Passage to read:
>> begin

Normalize LANG / LC_* environment

This ensures that the current locale supports UTF-8, and that we're
getting a consistent (but still supported by the system) locale for
every configuration except user-facing messages. This should eliminate
any reproducibility problems around sorting, formatting, etc for all
built products, while still showing localized error messages where
available.

Bug: 71573630
Test: LANG=es_ES LANGUAGE=es: m   (check env in soong.log)
Change-Id: If33311899eaed8c44573113ee35c5a71cee503a0
diff --git a/ui/build/config.go b/ui/build/config.go
index 0c37724..363121f 100644
--- a/ui/build/config.go
+++ b/ui/build/config.go
@@ -168,6 +168,8 @@
 	}()
 	absJavaHome := absPath(ctx, javaHome)
 
+	ret.configureLocale(ctx)
+
 	newPath := []string{filepath.Join(absJavaHome, "bin")}
 	if path, ok := ret.environ.Get("PATH"); ok && path != "" {
 		newPath = append(newPath, path)
@@ -228,6 +230,52 @@
 	}
 }
 
+func (c *configImpl) configureLocale(ctx Context) {
+	cmd := Command(ctx, Config{c}, "locale", "locale", "-a")

>> end

Information given:
>> begin

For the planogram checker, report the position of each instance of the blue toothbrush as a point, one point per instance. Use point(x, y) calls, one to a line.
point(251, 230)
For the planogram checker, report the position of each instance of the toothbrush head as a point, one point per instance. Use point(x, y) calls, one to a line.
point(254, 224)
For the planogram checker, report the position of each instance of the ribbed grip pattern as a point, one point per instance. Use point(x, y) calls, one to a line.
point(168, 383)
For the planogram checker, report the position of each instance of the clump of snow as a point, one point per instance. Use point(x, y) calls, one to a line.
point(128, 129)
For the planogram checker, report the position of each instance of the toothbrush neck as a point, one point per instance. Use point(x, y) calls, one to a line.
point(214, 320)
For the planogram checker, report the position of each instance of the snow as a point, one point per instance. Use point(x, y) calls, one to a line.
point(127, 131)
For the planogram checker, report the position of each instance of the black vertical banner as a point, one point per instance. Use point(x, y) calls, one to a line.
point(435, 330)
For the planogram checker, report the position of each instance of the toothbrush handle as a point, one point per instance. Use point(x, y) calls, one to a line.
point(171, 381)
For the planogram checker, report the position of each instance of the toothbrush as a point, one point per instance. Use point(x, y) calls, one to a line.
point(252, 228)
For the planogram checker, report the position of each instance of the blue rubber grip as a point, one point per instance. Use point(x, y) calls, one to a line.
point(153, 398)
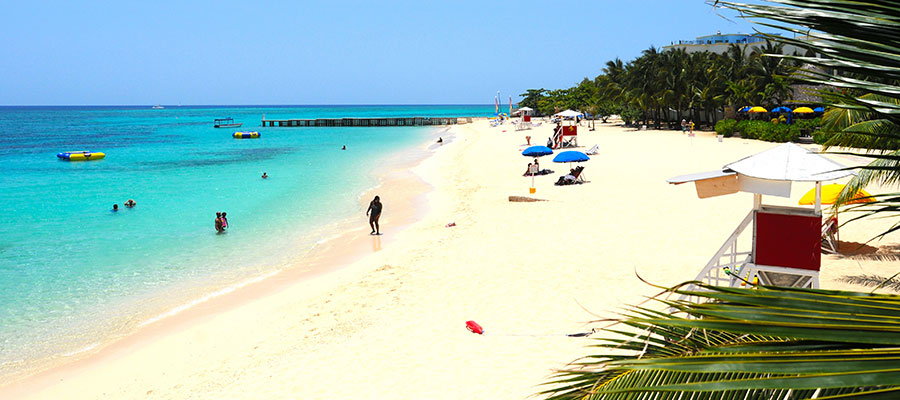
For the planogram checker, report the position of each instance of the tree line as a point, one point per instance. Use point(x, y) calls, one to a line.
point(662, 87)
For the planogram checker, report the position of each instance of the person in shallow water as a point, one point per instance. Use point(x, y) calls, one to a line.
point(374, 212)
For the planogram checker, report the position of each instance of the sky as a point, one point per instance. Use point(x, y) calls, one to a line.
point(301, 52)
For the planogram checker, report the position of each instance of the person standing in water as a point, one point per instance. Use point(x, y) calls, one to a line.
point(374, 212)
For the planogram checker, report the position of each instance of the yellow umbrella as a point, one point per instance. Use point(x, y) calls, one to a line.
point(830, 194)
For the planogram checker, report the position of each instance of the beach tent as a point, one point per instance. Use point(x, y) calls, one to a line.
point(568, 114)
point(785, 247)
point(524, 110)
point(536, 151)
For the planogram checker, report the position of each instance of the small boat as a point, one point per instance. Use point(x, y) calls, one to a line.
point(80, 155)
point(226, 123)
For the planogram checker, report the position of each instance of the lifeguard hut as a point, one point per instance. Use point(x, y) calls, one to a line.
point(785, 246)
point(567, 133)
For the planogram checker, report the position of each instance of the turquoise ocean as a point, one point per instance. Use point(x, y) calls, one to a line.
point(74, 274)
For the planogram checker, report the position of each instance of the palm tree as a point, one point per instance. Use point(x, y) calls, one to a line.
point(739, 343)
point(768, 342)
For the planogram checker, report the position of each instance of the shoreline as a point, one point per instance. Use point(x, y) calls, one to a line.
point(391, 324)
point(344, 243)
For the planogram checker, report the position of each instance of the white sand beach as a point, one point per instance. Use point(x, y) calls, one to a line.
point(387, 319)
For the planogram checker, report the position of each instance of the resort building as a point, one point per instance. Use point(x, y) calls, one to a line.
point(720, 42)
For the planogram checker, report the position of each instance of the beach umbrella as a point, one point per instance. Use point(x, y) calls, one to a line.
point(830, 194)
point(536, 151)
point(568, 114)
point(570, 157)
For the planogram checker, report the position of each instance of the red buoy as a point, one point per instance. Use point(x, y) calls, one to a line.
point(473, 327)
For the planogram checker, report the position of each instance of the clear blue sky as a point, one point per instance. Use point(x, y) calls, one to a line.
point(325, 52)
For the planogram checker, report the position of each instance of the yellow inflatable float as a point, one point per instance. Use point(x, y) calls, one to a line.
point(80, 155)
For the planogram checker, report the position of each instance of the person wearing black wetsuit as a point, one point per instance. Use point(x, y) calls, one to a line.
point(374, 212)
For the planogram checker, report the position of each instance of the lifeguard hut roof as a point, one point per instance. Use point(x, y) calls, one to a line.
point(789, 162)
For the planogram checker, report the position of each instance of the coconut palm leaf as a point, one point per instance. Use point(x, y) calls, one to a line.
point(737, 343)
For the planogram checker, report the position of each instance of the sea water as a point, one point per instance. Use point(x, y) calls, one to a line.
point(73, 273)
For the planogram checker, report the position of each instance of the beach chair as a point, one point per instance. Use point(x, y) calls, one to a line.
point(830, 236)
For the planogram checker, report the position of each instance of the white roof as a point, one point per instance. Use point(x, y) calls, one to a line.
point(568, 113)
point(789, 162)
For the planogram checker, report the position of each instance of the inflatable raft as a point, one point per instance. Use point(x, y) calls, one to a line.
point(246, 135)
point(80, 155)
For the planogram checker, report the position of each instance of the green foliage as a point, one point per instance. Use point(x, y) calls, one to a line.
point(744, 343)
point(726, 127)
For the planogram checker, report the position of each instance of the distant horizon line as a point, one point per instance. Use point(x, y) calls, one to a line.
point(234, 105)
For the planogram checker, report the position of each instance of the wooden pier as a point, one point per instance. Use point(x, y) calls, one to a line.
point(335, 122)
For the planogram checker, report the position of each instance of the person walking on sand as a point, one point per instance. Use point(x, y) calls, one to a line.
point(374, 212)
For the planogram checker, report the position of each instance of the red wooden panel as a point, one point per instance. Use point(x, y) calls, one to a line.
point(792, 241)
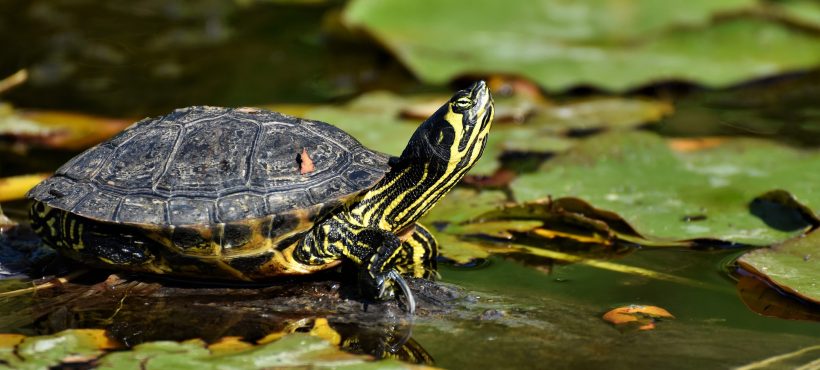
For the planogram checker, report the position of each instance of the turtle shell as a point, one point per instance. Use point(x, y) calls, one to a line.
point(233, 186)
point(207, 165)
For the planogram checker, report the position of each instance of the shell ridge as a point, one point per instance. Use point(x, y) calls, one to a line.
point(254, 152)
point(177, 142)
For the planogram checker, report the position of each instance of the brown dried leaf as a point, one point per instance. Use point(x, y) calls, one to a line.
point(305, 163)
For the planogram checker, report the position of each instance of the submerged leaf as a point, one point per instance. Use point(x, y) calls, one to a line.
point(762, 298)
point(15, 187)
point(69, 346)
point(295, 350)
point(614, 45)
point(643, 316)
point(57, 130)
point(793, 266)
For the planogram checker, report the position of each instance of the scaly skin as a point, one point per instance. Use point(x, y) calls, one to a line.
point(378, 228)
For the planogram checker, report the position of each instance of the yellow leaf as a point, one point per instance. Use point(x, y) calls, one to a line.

>> end

Direction: Return the part of the locale commit that runs from "Change-Id: If33311899eaed8c44573113ee35c5a71cee503a0" up to and including "absJavaHome := absPath(ctx, javaHome)", word for word. The entries have nothing to do with the locale commit.

Result of this exercise:
Change-Id: If33311899eaed8c44573113ee35c5a71cee503a0
diff --git a/ui/build/config.go b/ui/build/config.go
index 0c37724..363121f 100644
--- a/ui/build/config.go
+++ b/ui/build/config.go
@@ -168,6 +168,8 @@
 	}()
 	absJavaHome := absPath(ctx, javaHome)